-- Instructions to follow --
Please pick out each line in the items below that contains the string "bowl" and copy it out. Case counts.

----

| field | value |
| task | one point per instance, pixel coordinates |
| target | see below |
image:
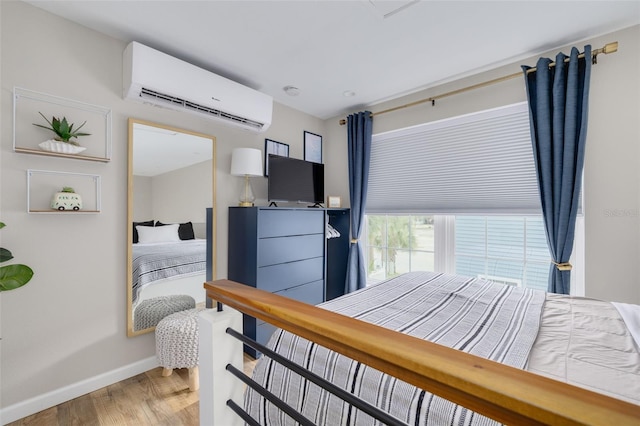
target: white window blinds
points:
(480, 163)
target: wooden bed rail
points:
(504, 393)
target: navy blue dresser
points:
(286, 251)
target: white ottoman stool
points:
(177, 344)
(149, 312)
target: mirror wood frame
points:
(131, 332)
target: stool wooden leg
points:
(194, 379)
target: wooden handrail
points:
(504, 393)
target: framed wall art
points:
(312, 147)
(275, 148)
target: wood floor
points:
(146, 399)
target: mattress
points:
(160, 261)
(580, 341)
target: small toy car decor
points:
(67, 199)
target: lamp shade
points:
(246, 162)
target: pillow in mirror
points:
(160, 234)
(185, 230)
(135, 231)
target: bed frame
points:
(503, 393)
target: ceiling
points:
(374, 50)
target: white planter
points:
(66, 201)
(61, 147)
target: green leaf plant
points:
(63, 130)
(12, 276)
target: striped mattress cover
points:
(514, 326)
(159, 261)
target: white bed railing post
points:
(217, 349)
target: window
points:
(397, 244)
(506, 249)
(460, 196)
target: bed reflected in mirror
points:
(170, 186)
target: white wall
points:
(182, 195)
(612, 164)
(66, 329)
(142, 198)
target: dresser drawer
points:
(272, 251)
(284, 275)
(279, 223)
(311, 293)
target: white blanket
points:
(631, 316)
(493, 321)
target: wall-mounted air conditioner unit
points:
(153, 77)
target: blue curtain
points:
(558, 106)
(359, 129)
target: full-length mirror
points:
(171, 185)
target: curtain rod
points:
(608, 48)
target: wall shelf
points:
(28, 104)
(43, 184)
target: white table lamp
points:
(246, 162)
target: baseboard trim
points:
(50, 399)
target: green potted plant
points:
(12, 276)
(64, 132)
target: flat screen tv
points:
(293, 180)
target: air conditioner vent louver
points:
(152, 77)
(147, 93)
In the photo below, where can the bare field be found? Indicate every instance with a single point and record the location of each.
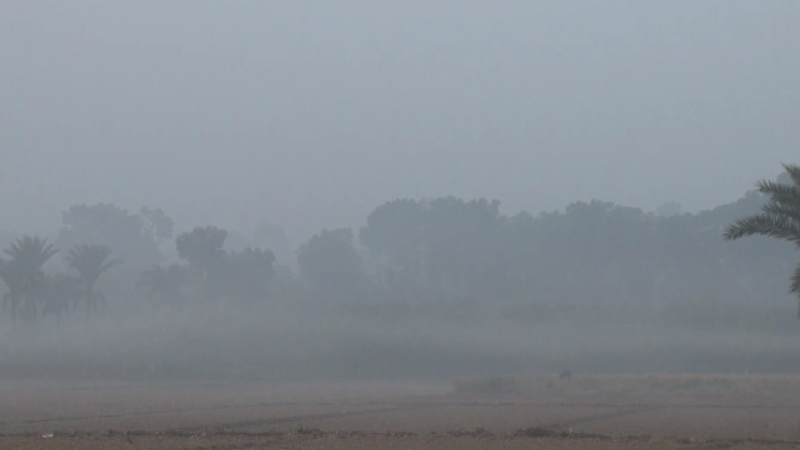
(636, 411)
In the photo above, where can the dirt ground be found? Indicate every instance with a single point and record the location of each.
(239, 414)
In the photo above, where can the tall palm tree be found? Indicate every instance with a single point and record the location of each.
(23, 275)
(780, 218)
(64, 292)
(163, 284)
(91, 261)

----

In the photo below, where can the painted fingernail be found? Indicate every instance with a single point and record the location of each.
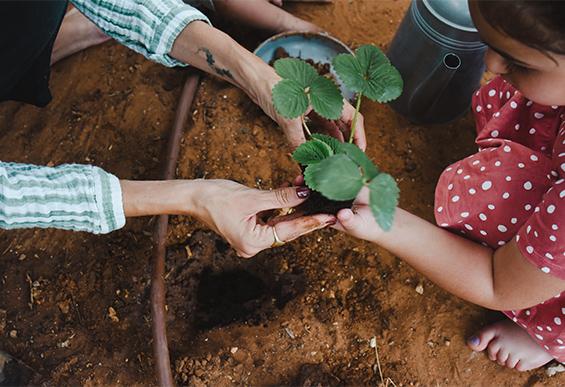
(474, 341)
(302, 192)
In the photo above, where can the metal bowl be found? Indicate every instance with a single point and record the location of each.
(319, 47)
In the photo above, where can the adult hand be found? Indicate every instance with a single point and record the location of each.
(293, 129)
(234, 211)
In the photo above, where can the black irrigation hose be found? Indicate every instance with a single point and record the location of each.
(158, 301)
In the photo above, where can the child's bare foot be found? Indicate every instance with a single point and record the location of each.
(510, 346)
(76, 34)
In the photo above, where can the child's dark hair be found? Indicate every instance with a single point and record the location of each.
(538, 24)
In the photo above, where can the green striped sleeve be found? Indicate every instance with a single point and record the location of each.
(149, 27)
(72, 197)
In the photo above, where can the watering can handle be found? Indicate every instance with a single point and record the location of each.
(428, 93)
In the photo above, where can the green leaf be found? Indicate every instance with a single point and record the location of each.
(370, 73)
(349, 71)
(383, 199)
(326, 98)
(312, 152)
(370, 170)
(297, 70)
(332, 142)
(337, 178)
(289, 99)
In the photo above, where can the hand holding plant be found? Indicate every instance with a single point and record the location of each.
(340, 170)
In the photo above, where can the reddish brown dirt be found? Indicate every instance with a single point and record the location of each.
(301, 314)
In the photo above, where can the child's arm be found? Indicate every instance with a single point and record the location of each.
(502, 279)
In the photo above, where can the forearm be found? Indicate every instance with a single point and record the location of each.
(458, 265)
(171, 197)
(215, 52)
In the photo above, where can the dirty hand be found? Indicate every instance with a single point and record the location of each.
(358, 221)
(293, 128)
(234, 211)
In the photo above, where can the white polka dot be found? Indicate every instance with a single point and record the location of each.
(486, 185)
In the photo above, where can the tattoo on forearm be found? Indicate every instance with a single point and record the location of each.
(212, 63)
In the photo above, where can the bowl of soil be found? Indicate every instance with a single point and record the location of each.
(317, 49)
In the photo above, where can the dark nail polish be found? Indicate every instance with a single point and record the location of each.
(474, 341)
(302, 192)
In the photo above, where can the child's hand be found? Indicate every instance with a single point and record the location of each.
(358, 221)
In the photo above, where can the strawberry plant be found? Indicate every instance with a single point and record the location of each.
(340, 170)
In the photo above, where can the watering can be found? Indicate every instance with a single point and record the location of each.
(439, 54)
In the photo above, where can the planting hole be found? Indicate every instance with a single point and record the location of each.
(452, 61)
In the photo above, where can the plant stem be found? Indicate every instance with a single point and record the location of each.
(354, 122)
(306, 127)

----

-- Answer to the task --
In the photo above, where can the metal bowl be found? Indicate every instance with a single point and record the location of each.
In the photo above, where can the bowl of soil be found? Indicate every instance with a single point and record the location of each.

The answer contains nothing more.